--- EXERCISE PROMPT ---
Extend the piece on immigration changes expected in early 2024, picking up right after its final sentence.

--- DOCUMENT SEGMENT ---

==========

Jessica Clough, Chartered Executive in the employment law and Immigration team at Boyes Turner, looks at what changes we expect to the Immigration system in early 2024.

Increases to the Immigration Healthcare Surcharge

From 16 January 2024, the Immigration Healthcare Surcharge (IHS) will be increasing as follows:

a.      From £624/year/person to £1,035/year per person for adults.

b.      From £470/year/person to £776/year per person for under 18 year olds.

While this increase has been known about since July 2023, the timing of it coming into force was only been announced earlier this month.

As IHS fees are payable on the full visa period at the point of submitting a visa application, this represents a significant increase to the up-front fees sponsors will have to pay when sponsoring a worker. For example, the increase in IHS fees for a standard 5 year Skilled Worker will be £2,055.

==========

Entries from a dataset:
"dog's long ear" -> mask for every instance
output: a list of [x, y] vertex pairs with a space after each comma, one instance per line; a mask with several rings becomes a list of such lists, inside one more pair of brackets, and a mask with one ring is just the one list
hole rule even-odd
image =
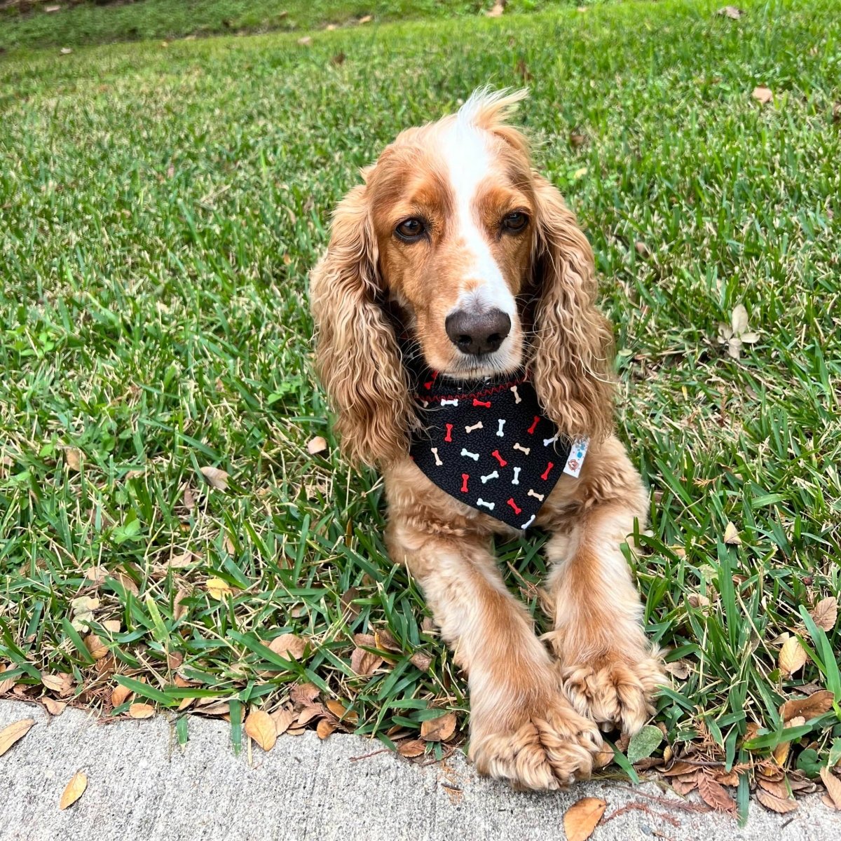
[[384, 465], [409, 449], [416, 422], [394, 328], [378, 303], [377, 242], [365, 185], [333, 216], [327, 253], [313, 269], [309, 295], [316, 366], [336, 412], [352, 463]]
[[600, 441], [613, 428], [613, 335], [595, 308], [593, 251], [558, 190], [535, 176], [537, 291], [530, 370], [562, 433]]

==========

--- WRITTEN RESPONSE ---
While it is possible for sponsors to pass this cost on to the sponsored worker in various ways (for example, through use of repayment clauses or employee loans), it is a financial disincentive to hiring staff from abroad. With increasing migration rates in the news, and ahead of next year’s election, reducing use of sponsored workers would seem to be the government's primary intentions behind this fee rise. It’s also worth remembering that increasing the IHS was a Conservative manifesto pledge at the last election, so this has been in the pipeline for quite some time.


Increases to the minimum salary thresholds

In his November 2023 Budget announcement, the Chancellor revealed that National Minimum Wage (NMW) hourly rates will be increasing from 1 April 2024 as follows:

a.      £11.44/hour for those 21 years and above.

b.      £8.60/hour for 18-20 year olds; and

c.      £6.40/hour for apprentices and 16-17 year olds.

The current minimum salary thresholds for skilled workers are based on a minimum salary of

a.      £26,200/year; or the “going rate” for that role, whichever is higher; and

b.      £10.75/ hour.

c.      Or £20,960/year and £10.75/hour for those in shortage occupations / with tradeable points.

As NMW will be rising above £10.75/hour, it is expected the Government will need to update the Skilled Worker minimum salary thresholds in April 2024 as well to avoid local workers being undercut.

However, even if the government does not increase the salary thresholds immediately on 1 April 2023, Sponsors should be aware of their duty to comply with all UK laws. This includes complying with NMW Regulations, so be sure to check the salaries of any sponsored workers will remain compliant with NMW Rates after 1 April 2024 and, if necessary, increase their salaries to ensure this is the case.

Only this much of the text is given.